Provided records.
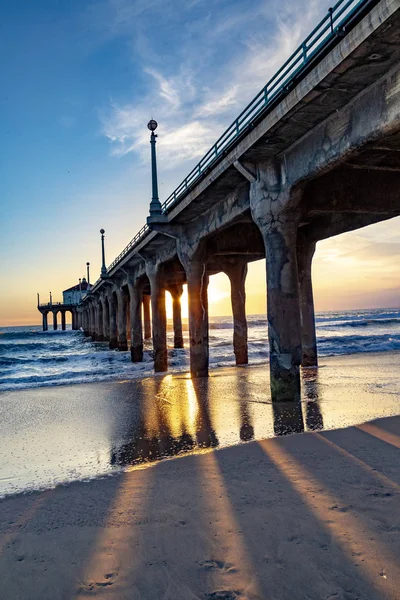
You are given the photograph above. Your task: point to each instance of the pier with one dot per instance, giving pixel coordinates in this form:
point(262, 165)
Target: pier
point(314, 155)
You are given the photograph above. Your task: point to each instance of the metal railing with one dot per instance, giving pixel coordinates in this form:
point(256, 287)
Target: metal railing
point(50, 304)
point(332, 27)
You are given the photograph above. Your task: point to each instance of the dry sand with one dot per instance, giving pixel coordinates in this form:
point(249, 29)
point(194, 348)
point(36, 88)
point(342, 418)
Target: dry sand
point(309, 516)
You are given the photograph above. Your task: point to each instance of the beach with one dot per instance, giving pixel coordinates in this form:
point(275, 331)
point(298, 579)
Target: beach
point(237, 511)
point(303, 516)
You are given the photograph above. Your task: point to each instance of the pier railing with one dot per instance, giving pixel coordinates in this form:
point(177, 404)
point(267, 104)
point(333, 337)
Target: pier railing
point(338, 20)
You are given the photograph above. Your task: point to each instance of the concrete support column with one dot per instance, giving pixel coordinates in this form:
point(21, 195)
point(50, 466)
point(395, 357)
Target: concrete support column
point(197, 282)
point(121, 321)
point(99, 322)
point(135, 307)
point(176, 291)
point(159, 316)
point(113, 321)
point(305, 253)
point(146, 317)
point(237, 271)
point(93, 322)
point(106, 319)
point(275, 209)
point(86, 321)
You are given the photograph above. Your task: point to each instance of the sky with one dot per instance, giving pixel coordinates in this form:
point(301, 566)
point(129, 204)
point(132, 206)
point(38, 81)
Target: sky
point(79, 82)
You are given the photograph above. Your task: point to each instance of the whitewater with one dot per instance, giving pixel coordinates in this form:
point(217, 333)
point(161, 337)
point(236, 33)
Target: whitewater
point(31, 358)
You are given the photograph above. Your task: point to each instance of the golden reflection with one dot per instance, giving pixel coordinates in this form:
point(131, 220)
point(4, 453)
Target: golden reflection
point(351, 536)
point(382, 434)
point(311, 391)
point(228, 544)
point(192, 406)
point(246, 431)
point(112, 549)
point(205, 433)
point(288, 418)
point(12, 532)
point(373, 472)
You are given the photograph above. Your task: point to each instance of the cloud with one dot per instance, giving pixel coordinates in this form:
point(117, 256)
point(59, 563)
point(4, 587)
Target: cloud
point(201, 87)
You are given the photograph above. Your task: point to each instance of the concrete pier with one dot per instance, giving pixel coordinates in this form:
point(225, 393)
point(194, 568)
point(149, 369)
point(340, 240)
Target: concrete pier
point(320, 160)
point(176, 294)
point(112, 300)
point(236, 269)
point(197, 282)
point(159, 315)
point(275, 209)
point(121, 321)
point(106, 318)
point(305, 253)
point(136, 299)
point(146, 317)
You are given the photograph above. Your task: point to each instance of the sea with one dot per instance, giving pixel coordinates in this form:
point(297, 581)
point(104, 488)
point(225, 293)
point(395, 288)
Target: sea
point(32, 358)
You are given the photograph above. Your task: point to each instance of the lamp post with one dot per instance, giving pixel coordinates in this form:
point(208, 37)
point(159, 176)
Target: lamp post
point(155, 204)
point(103, 273)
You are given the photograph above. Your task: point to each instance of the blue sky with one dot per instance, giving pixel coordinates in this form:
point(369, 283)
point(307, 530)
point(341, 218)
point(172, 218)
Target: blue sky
point(80, 80)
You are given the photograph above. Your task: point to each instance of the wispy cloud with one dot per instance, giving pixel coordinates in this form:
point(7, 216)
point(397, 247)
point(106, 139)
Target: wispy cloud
point(195, 104)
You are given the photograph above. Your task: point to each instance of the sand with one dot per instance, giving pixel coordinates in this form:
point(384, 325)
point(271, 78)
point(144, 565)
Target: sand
point(306, 516)
point(65, 433)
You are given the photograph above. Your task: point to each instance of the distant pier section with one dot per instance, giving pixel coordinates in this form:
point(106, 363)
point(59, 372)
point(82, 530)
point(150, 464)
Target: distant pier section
point(71, 298)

Task statement.
Update the listing from the line with "the dry sand" to the line with "point(309, 516)", changing "dry sand" to "wet sand" and leaving everything else the same.

Problem solution.
You are given the photograph above. Your task: point to each instance of the wet sand with one dot per instance, giving pixel coordinates in this form:
point(249, 29)
point(194, 348)
point(36, 88)
point(342, 418)
Target: wet sand
point(309, 516)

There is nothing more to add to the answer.